• _SELECTED EXCERPT_
════
- The paper introduces Mixture-of-Recursions, a framework that dynamically assigns recursive depths to tokens for efficient computation in Transformer models.
- It employs expert-choice and token-choice routing strategies along with innovative KV caching methods to enhance throughput and reduce memory usage.
- Empirical results demonstrate lower validation perplexity and improved scalability across models from 135M to 1.7B parameters, setting a new efficiency benchmark.
Mixture-of-Recursions: Dynamic Recursive Depths for Adaptive Token-Level Computation
The Mixture-of-Recursions (MoR) framework introduces a unified approach to parameter and computational efficiency in Transformer-based LLMs by combining recursive parameter sharing with token-level adaptive computation. This architecture addresses the dual challenge of reducing both the parameter count and the computational/memory overhead associated with large-scale LLMs, while maintaining or improving model quality.
Core Methodology
MoR builds upon Recursive Transformers, which reuse a shared stack of layers across multiple recursion steps, thereby achieving significant parameter efficiency. The key innovation in MoR is the integration of lightweight, trainable routers that dynamically assign recursion depths to individual tokens. This enables the model to allocate more computation to complex tokens and less to simpler ones, effectively implementing token-level adaptive computation within a parameter-shared architecture.
Two primary routing strategies are explored:
- Expert-choice routing: At each recursion step, a router selects the top-k tokens to continue, progressively narrowing the set of active tokens. This approach ensures a static compute budget and perfect load balancing but introduces potential causality violations during training, which are mitigated via auxiliary losses.
- Token-choice routing: Each token is assigned a fixed recursion depth at the outset, determining its full compute path. This avoids causality issues but can suffer from load imbalance, addressed through balancing losses or loss-free algorithms.
MoR also introduces two key-value (KV) caching strategies to further improve memory and compute efficiency:
- Recursion-wise KV caching: Only tokens routed to a given recursion step store their KV pairs at that level, reducing memory and I/O requirements.
- Recursive KV sharing: All tokens cache KV pairs at the first recursion step, which are then reused in subsequent recursions, minimizing prefill latency and memory footprint.
Empirical Results
MoR demonstrates strong empirical performance across model scales (135M to 1.7B parameters):
- Efficiency: At equal training FLOPs, MoR achieves lower validation perplexity and higher few-shot accuracy than both vanilla and recursive Transformer baselines, despite using up to 50% fewer parameters.
- Throughput: Inference throughput is significantly improved (up to 2.18× over baselines) due to reduced KV cache sizes and the ability to batch tokens at different recursion depths.
- Scalability: MoR maintains or exceeds the performance of standard Transformers at larger scales, establishing a new Pareto frontier for compute-accuracy trade-offs.
The ablation studies reveal that the Middle-Cycle parameter sharing strategy is most effective, and that expert-choice routing with auxiliary loss and a linear router yields the best performance. While recursion-wise KV caching is generally superior for expert-choice routing, recursive KV sharing can benefit token-choice routing, especially when routing decisions are less accurate.
════
• _TASKS TO PERFORM_
- a) Reproduce part of the Mixture-of-Recursions summary word for word, beginning at the words "Two primary routing" and stopping after "or loss-free algorithms.".
- b) Answer these questions using the Mixture-of-Recursions summary:
(i) What range of model sizes, in parameters, does the summary report MoR being tested across?
(ii) By up to how much does MoR improve inference throughput over baselines?
(iii) Which parameter sharing strategy did the ablation studies find most effective?
The rows that come after the Mixture-of-Recursions summary have no connection to it.

(Point-per-instance localization data)
════
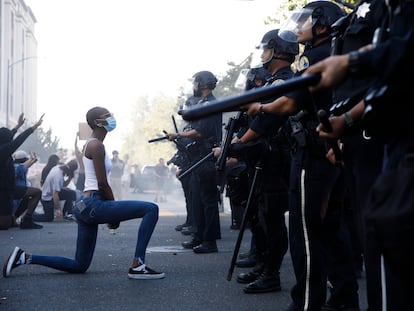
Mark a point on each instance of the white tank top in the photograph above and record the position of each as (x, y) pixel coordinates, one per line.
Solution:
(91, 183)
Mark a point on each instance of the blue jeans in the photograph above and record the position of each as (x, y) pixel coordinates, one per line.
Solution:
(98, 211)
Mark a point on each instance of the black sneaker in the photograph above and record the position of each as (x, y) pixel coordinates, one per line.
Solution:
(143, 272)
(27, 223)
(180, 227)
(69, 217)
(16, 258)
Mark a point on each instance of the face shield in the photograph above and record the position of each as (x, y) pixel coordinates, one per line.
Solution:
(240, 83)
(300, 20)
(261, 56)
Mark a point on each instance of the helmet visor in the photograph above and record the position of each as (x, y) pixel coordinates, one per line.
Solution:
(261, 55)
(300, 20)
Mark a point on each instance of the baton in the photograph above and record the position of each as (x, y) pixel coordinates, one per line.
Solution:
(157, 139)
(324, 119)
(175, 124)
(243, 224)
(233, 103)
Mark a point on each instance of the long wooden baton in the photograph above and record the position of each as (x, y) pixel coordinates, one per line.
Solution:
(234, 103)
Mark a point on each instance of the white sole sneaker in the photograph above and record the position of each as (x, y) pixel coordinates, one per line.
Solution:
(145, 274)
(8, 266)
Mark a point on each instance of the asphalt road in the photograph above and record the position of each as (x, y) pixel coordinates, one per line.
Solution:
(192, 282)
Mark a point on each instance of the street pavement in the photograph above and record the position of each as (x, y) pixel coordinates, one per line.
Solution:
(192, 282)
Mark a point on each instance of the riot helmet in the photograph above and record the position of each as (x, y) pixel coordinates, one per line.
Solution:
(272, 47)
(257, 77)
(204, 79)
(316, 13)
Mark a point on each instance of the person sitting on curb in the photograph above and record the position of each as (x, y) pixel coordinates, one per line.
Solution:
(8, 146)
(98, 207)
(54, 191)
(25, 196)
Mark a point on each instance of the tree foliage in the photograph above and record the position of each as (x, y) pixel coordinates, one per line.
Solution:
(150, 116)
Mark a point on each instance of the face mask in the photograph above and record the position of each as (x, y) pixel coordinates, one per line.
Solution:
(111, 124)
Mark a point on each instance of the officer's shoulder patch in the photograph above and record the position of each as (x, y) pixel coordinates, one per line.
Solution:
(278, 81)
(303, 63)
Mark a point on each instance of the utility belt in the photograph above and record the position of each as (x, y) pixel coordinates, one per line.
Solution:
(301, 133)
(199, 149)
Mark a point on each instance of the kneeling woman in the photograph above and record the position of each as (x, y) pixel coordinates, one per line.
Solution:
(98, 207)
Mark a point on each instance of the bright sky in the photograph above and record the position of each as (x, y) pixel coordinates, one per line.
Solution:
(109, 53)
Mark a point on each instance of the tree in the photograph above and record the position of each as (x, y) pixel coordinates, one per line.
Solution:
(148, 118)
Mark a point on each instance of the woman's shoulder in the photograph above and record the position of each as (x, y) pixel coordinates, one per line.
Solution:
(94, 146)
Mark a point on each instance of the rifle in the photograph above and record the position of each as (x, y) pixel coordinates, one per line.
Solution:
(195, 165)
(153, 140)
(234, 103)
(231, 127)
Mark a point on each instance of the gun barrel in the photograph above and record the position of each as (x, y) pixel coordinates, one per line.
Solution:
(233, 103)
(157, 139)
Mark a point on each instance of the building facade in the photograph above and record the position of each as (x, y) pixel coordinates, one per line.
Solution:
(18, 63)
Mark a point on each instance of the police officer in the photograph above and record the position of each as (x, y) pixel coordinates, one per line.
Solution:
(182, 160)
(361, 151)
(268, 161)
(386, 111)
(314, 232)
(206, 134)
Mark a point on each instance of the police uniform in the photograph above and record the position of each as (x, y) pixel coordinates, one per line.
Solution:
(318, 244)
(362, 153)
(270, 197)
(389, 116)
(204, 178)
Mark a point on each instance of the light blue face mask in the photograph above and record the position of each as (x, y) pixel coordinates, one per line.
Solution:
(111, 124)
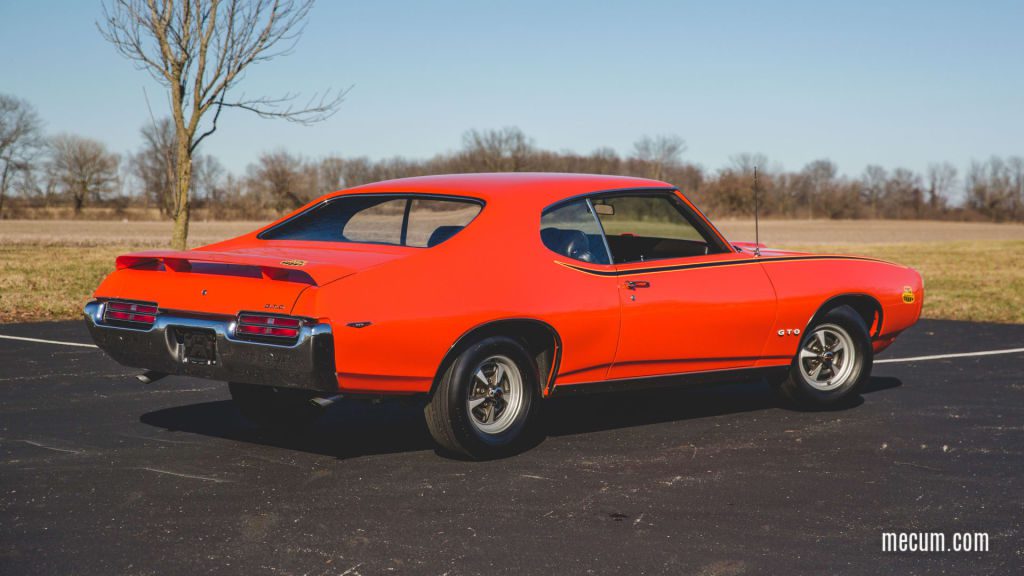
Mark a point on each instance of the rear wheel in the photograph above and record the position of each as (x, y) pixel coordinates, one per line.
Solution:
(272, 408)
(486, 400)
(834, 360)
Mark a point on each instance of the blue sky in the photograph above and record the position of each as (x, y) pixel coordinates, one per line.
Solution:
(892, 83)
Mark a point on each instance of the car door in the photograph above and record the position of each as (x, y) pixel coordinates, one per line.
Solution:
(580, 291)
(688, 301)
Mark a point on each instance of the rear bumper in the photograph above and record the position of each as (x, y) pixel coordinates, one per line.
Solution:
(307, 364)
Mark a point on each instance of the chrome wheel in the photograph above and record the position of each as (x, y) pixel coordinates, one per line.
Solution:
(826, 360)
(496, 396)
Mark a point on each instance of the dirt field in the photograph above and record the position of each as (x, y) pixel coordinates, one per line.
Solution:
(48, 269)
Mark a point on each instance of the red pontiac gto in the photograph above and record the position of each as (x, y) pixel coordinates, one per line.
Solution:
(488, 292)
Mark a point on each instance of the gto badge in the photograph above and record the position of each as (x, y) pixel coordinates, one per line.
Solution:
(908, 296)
════
• _ANSWERS BY ITEM NUMBER_
- a)
Two primary routing strategies are explored:
- Expert-choice routing: At each recursion step, a router selects the top-k tokens to continue, progressively narrowing the set of active tokens. This approach ensures a static compute budget and perfect load balancing but introduces potential causality violations during training, which are mitigated via auxiliary losses.
- Token-choice routing: Each token is assigned a fixed recursion depth at the outset, determining its full compute path. This avoids causality issues but can suffer from load imbalance, addressed through balancing losses or loss-free algorithms.

- b)
(i) From 135M to 1.7B parameters.
(ii) Up to 2.18× over baselines.
(iii) The Middle-Cycle parameter sharing strategy.